*Exercises*.
1. Write out the part of the forum question from "What I need is" to "y.append(int(f.next()))".
2. In the forum question, which two approaches does the asker not want to use, and why?
##### Document
Python: Most optimal way to read file line by line

Question

I have a large input file I need to read from so I don't want to use enumerate or fo.readlines(). for line in fo: in the traditional way won't work and I'll state why, but I feel some modification to that is what I need right now. Consider the following file:

 input_file.txt:
 3 # No of tests that will follow
 3 # No of points in current test
 1 # 1st x-coordinate
 2 # 2nd x-coordinate
 3 # 3rd x-coordinate
 2 # 1st y-coordinate
 4 # 2nd y-coordinate
 6 # 3rd y-coordinate
 ...

What I need is to be able to read variable chunks of lines, pair the coordinates in tuple, add tuple to a list of cases and move back to reading a new case from the file.

I thought of this:

with open(input_file) as f:
    T = int(next(f)) 
    for _ in range(T):
        N = int(next(f))
        for i in range(N):
            x.append(int(f.next()))
        for i in range(N):
            y.append(int(f.next()))
##########
##### Excerpted records
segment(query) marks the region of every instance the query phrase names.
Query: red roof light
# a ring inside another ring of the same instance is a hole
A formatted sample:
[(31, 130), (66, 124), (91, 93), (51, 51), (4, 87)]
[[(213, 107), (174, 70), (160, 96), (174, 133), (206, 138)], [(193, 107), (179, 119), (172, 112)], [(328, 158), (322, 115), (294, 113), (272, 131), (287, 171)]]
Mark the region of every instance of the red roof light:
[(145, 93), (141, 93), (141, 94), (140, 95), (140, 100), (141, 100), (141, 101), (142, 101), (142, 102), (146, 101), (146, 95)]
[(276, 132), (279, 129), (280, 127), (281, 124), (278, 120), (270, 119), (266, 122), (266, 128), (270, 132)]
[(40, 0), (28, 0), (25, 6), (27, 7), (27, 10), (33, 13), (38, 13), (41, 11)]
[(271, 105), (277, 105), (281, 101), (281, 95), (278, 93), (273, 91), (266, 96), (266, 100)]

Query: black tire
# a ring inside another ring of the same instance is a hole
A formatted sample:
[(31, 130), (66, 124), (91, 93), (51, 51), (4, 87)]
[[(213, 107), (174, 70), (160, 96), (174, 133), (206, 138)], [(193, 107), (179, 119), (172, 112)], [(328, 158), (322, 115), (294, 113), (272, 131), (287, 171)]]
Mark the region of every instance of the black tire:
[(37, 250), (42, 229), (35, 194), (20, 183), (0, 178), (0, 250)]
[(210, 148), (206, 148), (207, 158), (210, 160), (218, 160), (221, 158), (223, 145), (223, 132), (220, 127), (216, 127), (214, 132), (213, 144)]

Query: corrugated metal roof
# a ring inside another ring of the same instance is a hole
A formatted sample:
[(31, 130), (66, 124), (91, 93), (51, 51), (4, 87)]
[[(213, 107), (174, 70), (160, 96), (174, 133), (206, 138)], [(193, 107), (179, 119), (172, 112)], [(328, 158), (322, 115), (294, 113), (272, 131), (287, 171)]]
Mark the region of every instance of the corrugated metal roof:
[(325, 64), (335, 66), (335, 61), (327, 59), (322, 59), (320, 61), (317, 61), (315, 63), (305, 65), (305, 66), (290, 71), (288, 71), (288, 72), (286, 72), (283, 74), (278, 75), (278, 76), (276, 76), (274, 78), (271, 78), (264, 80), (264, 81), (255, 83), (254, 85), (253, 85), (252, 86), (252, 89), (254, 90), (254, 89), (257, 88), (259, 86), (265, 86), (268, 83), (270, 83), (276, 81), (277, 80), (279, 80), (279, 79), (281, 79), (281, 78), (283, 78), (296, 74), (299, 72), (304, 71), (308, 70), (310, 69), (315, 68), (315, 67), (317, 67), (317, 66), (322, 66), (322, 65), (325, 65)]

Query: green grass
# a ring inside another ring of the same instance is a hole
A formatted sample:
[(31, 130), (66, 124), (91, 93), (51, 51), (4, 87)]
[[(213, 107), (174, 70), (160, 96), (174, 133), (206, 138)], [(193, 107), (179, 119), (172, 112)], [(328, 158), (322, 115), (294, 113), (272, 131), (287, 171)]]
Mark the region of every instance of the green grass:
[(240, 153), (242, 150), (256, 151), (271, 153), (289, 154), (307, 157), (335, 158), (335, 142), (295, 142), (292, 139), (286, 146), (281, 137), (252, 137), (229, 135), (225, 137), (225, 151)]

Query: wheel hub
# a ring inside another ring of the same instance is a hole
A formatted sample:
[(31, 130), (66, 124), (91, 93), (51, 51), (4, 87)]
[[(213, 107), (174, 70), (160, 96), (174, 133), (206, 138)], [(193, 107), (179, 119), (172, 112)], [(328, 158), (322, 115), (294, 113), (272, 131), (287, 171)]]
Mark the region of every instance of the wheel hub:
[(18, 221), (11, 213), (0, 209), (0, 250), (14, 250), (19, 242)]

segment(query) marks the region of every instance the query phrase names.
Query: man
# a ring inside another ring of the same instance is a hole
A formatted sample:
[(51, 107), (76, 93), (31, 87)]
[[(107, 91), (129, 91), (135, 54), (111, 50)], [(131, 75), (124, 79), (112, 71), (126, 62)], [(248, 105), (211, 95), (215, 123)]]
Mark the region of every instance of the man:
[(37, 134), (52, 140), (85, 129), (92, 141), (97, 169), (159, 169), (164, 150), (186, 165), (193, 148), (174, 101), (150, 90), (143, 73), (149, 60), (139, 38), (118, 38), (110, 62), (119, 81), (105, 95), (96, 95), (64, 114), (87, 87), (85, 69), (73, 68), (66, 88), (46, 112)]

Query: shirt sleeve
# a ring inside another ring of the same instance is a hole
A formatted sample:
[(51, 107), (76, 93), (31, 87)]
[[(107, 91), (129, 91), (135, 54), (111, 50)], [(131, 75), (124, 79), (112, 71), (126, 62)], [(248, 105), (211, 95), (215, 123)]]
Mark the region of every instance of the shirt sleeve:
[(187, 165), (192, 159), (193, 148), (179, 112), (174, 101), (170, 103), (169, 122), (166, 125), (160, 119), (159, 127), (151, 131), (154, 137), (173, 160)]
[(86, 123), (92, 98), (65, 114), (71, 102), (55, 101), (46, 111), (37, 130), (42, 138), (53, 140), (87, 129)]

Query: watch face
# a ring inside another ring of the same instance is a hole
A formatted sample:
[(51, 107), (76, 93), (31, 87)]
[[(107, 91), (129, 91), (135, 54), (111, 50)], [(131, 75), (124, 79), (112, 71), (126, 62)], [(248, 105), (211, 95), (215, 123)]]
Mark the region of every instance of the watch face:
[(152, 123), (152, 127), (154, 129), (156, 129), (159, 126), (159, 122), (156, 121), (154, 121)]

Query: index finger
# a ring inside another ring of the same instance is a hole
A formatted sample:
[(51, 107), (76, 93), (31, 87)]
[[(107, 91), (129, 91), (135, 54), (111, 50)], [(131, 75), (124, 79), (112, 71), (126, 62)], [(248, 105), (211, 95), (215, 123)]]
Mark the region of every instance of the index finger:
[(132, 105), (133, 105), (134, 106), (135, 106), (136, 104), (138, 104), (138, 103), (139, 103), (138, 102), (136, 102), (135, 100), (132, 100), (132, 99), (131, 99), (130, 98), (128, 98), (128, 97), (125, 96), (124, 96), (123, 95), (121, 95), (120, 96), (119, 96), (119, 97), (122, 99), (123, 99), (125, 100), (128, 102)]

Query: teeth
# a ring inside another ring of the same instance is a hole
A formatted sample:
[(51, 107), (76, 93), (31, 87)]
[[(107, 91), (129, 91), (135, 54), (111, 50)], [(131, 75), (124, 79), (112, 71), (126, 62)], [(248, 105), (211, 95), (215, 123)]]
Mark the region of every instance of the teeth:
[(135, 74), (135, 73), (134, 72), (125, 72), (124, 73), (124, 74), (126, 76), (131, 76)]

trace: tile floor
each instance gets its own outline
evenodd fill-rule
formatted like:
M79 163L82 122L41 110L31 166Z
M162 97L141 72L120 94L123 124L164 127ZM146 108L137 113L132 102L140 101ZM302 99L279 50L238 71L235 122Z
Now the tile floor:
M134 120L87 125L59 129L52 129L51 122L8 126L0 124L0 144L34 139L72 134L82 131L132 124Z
##########
*Answers to the exercises*.
1.
What I need is to be able to read variable chunks of lines, pair the coordinates in tuple, add tuple to a list of cases and move back to reading a new case from the file.

I thought of this:

with open(input_file) as f:
    T = int(next(f)) 
    for _ in range(T):
        N = int(next(f))
        for i in range(N):
            x.append(int(f.next()))
        for i in range(N):
            y.append(int(f.next()))

2. The asker doesn't want to use enumerate or fo.readlines() because the input file is large.